● **Supplied material**:
+++

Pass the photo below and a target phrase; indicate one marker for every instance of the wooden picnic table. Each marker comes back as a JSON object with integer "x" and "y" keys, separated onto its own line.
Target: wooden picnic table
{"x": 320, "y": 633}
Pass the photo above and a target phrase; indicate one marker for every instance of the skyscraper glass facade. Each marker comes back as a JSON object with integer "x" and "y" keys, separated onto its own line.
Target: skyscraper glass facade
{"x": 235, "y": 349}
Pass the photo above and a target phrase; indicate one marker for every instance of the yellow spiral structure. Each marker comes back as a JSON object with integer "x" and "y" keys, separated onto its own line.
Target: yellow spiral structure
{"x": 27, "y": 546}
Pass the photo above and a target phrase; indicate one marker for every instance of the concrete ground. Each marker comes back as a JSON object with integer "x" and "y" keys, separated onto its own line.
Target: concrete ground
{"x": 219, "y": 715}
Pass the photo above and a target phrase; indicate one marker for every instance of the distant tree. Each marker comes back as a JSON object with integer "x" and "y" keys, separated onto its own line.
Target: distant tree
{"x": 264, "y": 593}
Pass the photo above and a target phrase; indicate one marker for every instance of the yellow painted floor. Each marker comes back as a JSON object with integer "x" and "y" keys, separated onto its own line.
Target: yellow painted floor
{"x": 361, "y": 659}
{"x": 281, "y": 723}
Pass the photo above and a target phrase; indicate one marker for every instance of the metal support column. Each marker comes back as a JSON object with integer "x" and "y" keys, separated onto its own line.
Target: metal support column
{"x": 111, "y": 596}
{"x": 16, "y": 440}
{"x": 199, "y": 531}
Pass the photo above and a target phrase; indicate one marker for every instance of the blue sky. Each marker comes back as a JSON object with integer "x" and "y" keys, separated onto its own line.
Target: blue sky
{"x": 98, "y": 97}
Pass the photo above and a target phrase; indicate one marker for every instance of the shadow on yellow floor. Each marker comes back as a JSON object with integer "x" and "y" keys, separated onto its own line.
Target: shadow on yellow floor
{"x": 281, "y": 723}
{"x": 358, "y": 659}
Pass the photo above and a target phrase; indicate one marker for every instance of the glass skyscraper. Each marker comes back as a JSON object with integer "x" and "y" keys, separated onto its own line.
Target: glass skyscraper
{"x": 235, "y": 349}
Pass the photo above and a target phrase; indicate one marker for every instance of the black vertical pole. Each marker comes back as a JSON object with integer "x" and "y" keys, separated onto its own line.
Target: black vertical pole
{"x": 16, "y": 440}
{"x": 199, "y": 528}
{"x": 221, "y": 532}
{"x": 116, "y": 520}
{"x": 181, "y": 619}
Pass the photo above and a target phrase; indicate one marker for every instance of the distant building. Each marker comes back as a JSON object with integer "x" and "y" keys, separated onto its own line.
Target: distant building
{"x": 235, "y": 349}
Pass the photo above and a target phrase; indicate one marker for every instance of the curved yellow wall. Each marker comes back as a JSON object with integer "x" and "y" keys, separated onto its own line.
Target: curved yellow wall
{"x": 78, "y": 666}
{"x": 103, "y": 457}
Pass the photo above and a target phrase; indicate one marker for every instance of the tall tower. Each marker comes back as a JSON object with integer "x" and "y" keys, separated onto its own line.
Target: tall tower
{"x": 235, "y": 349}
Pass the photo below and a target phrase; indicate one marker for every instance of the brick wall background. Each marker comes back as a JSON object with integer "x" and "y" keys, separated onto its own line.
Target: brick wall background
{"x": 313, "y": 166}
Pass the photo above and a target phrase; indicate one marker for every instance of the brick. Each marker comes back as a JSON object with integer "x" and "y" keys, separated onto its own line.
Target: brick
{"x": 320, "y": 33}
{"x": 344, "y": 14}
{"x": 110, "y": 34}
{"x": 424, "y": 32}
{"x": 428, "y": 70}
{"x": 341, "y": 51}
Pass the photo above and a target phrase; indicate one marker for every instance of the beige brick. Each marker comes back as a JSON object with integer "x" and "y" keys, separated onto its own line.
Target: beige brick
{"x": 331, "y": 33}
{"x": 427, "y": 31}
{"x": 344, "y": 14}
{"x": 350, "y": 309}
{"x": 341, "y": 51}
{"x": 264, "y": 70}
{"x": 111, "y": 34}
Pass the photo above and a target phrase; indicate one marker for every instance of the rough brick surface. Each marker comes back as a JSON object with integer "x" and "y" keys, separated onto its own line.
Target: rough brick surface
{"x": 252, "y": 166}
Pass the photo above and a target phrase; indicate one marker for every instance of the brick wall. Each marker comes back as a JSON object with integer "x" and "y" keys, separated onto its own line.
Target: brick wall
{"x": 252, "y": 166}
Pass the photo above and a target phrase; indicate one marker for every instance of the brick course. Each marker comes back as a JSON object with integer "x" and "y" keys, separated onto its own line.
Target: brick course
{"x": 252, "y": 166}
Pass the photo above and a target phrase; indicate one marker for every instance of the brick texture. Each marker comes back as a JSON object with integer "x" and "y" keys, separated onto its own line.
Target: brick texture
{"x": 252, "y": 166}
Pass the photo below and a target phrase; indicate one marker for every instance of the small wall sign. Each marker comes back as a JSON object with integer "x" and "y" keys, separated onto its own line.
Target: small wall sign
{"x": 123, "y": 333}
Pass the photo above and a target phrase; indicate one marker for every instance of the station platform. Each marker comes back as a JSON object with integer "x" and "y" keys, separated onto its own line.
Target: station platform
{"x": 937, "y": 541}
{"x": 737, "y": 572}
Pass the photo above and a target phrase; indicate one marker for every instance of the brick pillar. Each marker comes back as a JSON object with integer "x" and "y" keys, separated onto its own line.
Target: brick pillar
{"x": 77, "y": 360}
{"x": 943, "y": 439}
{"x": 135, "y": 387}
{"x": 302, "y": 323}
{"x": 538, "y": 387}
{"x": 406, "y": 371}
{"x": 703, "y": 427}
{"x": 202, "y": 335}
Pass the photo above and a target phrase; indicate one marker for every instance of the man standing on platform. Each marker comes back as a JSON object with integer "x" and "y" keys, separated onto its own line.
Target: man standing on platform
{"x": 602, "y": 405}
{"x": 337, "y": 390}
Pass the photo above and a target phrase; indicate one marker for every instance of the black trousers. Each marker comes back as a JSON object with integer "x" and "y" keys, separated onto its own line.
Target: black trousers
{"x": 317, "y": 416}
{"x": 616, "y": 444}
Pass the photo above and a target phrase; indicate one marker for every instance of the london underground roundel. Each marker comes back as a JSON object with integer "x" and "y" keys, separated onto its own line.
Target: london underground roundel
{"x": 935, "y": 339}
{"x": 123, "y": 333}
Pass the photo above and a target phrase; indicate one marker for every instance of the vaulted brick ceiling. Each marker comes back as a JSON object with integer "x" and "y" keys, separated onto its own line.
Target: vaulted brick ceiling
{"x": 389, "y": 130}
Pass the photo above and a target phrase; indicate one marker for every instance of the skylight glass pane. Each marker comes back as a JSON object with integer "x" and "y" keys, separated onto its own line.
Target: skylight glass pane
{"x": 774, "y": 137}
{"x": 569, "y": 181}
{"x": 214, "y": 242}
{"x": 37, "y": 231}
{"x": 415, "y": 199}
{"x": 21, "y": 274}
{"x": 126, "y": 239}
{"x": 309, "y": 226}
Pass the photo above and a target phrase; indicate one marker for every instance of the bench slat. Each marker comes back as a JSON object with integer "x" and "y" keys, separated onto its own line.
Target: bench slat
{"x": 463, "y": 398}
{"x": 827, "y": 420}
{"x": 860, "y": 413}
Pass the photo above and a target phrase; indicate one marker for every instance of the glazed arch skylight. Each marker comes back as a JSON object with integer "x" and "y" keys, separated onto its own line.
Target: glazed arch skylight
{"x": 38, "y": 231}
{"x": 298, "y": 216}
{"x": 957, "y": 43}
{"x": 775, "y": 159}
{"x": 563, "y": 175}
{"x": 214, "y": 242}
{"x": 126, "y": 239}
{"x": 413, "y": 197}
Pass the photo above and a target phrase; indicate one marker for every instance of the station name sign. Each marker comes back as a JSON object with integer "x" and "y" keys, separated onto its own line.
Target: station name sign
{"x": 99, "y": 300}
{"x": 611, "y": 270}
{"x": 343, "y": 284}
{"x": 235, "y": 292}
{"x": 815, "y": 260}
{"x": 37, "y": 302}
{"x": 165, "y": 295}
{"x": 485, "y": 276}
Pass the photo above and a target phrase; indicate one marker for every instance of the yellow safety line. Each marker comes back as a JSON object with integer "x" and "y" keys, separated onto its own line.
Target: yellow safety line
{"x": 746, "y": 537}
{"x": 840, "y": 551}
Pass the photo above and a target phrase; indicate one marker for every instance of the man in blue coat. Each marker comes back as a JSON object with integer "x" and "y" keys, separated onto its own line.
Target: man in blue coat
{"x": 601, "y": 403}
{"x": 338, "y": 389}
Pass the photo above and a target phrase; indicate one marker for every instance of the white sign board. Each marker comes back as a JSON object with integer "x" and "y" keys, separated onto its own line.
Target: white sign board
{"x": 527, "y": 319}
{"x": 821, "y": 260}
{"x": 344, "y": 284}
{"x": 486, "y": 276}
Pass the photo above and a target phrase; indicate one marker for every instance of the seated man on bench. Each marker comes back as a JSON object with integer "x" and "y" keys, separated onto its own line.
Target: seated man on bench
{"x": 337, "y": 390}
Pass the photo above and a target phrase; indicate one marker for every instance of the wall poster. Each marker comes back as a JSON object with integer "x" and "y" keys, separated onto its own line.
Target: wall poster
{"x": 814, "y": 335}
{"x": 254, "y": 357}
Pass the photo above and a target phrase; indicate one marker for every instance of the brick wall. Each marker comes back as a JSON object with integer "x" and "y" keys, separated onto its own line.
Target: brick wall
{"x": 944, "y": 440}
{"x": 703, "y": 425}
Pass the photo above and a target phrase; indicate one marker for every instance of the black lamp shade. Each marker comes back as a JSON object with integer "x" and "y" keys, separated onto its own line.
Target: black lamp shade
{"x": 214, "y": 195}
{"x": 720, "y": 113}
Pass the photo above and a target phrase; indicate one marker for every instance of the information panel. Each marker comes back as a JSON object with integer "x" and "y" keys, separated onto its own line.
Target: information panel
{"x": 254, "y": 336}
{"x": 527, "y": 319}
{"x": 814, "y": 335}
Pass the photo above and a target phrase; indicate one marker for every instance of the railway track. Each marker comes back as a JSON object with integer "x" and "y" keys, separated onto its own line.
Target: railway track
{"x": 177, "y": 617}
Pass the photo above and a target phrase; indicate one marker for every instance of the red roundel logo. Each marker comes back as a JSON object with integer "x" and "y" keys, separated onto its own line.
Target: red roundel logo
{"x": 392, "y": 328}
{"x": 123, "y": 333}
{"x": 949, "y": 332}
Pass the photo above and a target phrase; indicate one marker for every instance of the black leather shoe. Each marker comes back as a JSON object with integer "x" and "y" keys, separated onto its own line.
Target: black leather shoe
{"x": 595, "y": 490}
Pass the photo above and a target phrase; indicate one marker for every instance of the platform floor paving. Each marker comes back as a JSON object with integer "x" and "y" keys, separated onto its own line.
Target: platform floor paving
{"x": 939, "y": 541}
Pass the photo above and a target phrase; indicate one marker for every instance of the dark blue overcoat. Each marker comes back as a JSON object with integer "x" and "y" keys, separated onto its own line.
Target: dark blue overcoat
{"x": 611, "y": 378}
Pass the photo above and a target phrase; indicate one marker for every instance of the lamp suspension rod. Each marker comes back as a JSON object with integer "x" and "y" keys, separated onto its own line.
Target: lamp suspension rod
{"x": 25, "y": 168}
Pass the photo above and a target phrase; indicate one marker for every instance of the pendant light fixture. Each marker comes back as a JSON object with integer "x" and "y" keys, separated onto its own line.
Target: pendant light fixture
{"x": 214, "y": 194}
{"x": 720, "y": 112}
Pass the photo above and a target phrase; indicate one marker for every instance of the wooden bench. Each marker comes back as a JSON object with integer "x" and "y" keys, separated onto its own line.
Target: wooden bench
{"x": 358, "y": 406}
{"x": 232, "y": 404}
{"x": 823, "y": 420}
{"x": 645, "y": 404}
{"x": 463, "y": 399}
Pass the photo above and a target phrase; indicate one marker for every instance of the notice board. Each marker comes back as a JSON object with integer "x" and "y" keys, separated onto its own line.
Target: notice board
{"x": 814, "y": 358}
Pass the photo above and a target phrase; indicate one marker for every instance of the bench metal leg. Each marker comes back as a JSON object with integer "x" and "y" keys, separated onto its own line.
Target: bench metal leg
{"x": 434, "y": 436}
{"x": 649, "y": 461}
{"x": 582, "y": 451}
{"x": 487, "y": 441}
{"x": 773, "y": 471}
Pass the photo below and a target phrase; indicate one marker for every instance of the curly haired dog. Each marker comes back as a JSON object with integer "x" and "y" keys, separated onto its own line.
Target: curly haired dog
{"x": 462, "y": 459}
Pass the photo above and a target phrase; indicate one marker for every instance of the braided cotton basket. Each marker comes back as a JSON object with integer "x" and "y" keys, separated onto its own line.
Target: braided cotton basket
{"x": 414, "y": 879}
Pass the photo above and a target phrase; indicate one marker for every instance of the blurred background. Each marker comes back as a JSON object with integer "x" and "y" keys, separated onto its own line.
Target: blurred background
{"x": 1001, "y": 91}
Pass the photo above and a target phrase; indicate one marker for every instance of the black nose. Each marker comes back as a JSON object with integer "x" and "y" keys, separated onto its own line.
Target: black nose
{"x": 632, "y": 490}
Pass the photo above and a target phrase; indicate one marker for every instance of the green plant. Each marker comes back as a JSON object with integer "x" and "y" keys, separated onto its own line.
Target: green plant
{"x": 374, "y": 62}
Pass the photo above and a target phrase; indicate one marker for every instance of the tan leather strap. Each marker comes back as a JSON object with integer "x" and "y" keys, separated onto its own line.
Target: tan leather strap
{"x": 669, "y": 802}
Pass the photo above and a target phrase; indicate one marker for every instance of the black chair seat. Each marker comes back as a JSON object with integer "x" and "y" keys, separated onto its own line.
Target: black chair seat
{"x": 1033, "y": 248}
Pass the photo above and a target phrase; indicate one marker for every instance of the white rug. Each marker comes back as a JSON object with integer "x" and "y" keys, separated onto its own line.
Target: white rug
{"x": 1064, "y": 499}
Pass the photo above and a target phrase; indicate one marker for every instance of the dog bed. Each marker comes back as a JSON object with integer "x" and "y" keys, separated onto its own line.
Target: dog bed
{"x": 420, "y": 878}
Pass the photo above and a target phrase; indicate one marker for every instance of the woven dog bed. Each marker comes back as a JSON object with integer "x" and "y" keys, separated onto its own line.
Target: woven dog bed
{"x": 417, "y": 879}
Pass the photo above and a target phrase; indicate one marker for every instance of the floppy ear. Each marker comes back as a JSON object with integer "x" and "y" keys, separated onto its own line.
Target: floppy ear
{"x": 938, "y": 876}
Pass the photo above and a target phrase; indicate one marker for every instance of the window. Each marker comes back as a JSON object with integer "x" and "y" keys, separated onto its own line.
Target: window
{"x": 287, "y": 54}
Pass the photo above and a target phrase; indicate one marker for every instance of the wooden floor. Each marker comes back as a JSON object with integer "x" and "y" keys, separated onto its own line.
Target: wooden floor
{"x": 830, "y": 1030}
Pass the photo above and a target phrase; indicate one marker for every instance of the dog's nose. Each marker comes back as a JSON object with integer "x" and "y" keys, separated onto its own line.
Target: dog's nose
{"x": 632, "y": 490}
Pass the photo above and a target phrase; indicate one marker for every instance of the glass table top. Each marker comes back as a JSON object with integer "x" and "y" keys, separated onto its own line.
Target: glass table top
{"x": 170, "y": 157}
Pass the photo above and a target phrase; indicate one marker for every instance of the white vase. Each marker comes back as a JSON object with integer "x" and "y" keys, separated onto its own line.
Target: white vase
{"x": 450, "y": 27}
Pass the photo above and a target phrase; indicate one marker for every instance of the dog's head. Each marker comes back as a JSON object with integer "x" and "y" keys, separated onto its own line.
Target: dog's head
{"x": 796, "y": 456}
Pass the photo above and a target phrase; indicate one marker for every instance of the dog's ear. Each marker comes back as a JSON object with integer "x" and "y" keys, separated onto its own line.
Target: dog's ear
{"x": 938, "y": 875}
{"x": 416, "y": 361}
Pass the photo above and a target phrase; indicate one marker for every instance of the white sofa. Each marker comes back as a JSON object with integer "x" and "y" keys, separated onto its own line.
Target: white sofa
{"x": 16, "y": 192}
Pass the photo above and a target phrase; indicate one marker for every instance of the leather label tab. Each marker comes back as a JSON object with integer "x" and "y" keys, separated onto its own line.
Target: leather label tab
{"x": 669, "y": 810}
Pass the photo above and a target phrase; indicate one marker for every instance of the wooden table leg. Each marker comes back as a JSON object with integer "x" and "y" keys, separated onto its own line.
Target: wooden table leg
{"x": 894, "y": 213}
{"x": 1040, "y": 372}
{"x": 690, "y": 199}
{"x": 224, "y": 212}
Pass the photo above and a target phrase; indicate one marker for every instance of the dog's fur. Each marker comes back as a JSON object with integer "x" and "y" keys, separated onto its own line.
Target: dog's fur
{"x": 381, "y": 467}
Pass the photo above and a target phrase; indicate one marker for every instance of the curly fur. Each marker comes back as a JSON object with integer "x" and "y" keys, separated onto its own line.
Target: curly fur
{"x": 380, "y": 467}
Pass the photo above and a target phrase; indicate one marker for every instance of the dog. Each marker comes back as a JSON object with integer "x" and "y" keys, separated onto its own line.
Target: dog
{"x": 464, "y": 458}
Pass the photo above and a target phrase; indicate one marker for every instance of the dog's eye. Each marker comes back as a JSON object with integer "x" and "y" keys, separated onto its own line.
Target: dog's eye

+++

● **The request**:
Please rewrite the stretch from the line containing "the curly fur." through the last line, replacing "marker" with "point" and leaving everything else unchanged.

● **Problem solution**:
Pass the photo above and a target phrase; indicate one point for every instance of the curly fur. Each point comes back as a JSON object with integer "x" and "y" keys, separated onto its own line.
Target: curly fur
{"x": 380, "y": 467}
Pass the photo above and a target phrase; indicate one point for every instance of the dog. Each point comes back as a JSON object with integer "x" and "y" keys, separated onto its own line.
Target: dog
{"x": 464, "y": 458}
Pass the photo above and a target phrase; indicate one point for every instance of the dog's eye. Each point comes back as a JSON object with integer "x" and "y" keys, separated onto its own line.
Target: dog's eye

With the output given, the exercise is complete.